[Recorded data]
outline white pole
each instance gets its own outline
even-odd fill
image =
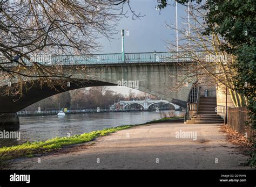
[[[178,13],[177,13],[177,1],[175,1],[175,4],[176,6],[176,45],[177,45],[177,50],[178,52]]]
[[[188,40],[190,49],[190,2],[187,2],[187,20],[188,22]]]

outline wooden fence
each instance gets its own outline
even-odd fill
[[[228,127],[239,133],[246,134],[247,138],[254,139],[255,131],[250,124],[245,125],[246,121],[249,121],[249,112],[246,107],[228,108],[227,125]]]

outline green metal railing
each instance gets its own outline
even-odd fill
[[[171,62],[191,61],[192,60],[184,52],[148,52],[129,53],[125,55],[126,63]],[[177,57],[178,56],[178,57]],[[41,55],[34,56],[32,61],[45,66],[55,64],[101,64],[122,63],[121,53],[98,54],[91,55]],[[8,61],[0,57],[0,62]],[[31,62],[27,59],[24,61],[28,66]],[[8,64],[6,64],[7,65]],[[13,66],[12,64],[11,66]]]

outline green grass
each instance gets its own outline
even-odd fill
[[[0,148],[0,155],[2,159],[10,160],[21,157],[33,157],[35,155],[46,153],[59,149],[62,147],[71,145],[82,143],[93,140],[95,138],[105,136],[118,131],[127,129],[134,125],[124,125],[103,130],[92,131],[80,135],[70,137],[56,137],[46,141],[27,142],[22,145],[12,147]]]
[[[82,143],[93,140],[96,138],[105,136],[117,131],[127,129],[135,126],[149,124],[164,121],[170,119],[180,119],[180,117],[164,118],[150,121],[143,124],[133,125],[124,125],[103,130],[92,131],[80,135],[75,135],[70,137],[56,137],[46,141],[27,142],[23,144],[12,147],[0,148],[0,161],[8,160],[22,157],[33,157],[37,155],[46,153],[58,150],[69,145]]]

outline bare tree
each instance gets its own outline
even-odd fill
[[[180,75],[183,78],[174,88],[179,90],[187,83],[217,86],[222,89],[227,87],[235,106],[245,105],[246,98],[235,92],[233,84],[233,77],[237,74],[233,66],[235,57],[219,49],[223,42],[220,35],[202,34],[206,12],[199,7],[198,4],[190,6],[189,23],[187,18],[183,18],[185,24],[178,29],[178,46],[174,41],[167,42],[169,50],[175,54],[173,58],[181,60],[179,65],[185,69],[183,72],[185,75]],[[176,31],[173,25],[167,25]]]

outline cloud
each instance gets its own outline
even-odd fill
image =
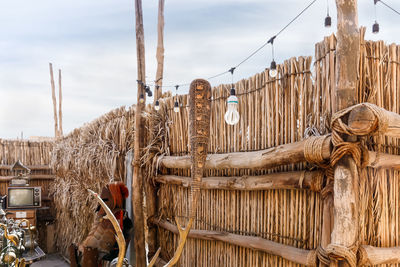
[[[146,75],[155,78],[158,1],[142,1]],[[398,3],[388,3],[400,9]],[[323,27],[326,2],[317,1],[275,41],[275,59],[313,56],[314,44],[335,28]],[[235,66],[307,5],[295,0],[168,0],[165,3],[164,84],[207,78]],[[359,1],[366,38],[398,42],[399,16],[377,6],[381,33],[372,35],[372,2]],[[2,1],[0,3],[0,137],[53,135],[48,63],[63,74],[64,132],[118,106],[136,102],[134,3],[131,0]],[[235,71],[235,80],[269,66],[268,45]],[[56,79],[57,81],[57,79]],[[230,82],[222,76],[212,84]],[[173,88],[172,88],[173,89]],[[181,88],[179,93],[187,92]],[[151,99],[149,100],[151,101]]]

* * *

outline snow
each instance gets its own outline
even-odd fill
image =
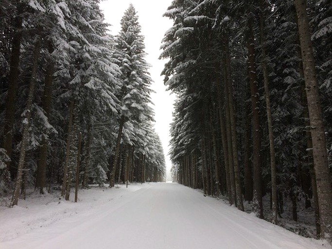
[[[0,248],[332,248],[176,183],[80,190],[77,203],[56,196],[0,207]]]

--

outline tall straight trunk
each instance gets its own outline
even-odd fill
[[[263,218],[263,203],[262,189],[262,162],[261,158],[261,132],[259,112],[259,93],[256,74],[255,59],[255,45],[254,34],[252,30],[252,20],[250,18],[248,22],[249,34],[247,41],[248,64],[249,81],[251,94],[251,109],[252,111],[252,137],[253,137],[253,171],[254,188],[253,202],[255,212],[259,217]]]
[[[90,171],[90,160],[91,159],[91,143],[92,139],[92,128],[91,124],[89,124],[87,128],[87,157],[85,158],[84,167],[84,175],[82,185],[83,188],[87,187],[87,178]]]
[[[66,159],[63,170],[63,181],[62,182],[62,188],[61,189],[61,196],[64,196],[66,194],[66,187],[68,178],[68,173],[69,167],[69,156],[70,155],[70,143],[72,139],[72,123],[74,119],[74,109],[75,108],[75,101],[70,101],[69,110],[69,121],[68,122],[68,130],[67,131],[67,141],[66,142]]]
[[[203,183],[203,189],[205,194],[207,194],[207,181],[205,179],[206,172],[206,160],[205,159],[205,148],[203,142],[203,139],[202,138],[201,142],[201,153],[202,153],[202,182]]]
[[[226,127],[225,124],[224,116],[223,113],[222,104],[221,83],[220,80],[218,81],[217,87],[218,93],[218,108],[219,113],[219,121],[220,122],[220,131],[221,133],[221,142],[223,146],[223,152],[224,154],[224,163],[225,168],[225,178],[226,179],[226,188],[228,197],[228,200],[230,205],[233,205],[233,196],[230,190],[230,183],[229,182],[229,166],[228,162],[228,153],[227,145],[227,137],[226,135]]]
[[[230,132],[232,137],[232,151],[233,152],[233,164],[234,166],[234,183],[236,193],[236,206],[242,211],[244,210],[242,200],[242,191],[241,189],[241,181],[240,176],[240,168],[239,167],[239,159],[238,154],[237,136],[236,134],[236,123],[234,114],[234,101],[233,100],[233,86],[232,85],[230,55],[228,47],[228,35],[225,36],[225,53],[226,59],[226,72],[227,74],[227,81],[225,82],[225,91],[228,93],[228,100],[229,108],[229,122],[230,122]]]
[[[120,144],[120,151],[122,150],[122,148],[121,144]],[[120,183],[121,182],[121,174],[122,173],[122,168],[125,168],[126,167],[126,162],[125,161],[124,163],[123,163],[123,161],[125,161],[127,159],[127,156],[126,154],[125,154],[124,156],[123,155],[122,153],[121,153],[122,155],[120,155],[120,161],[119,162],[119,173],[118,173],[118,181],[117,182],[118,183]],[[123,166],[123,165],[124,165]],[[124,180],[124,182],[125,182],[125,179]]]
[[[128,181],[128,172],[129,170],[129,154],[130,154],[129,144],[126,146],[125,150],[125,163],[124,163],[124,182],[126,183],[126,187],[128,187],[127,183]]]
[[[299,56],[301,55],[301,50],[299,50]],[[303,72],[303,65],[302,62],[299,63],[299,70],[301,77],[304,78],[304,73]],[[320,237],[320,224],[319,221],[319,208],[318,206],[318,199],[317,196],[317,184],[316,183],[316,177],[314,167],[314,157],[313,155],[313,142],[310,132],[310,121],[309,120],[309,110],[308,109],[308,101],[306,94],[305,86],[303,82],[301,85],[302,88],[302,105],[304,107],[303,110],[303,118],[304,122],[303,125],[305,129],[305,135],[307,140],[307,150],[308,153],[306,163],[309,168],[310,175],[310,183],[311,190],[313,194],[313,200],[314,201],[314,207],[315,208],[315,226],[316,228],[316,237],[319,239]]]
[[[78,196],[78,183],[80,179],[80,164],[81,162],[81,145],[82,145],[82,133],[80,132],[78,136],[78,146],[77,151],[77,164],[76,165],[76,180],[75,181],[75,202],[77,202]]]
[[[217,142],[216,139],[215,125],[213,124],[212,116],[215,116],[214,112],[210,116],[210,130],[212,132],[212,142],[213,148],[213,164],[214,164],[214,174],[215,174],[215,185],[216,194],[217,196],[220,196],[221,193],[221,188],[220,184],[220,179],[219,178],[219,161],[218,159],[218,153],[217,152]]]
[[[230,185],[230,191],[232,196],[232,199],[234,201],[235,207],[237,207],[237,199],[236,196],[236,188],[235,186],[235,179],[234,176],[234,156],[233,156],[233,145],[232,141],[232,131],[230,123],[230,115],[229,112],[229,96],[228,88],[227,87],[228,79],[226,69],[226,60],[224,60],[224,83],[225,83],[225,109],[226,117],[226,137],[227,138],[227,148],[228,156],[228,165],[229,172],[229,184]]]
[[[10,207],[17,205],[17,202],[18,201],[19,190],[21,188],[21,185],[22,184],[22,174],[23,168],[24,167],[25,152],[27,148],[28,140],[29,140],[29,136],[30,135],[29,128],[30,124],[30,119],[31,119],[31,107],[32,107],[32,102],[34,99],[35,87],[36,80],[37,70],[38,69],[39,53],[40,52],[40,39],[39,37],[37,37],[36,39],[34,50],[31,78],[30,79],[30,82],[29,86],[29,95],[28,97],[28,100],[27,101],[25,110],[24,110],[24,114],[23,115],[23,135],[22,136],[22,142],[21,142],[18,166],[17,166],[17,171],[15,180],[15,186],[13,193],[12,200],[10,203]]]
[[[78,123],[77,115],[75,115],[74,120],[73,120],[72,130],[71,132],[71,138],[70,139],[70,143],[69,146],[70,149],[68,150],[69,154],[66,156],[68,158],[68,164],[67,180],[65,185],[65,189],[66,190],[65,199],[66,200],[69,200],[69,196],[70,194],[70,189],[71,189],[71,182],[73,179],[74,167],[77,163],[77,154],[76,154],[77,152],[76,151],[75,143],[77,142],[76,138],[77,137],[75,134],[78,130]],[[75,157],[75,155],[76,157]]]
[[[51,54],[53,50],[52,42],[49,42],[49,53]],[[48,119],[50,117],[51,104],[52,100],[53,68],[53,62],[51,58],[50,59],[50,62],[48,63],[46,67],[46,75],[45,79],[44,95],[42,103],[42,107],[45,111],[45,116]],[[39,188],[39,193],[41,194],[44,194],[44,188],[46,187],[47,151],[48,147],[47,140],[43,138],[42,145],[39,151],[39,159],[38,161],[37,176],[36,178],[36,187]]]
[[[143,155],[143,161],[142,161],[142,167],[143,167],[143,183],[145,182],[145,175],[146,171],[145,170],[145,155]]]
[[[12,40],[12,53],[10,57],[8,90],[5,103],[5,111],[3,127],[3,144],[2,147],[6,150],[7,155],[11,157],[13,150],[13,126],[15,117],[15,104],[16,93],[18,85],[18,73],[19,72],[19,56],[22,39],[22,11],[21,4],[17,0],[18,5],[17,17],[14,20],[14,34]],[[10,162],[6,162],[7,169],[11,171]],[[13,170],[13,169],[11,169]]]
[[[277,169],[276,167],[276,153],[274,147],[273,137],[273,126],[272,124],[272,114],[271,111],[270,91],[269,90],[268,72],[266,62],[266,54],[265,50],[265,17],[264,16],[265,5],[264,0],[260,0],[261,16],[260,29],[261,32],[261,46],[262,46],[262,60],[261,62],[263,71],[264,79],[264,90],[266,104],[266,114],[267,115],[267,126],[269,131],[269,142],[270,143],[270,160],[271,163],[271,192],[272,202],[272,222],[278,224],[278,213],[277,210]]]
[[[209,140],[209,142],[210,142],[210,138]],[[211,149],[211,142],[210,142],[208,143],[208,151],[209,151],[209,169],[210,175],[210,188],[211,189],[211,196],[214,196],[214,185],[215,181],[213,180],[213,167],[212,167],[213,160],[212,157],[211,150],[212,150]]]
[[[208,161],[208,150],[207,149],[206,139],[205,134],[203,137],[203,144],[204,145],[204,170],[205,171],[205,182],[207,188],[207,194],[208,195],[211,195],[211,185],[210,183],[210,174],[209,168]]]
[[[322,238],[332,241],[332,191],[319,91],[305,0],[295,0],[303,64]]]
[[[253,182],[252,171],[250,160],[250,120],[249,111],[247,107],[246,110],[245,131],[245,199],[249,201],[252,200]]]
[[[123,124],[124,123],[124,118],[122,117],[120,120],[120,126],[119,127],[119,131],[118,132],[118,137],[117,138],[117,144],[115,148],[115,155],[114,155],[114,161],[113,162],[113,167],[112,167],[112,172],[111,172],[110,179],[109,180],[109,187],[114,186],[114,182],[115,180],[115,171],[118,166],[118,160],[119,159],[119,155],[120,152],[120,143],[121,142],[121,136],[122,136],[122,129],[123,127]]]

[Brief] How many lines in the items above contain the word "green"? Give only the number.

[Correct answer] 2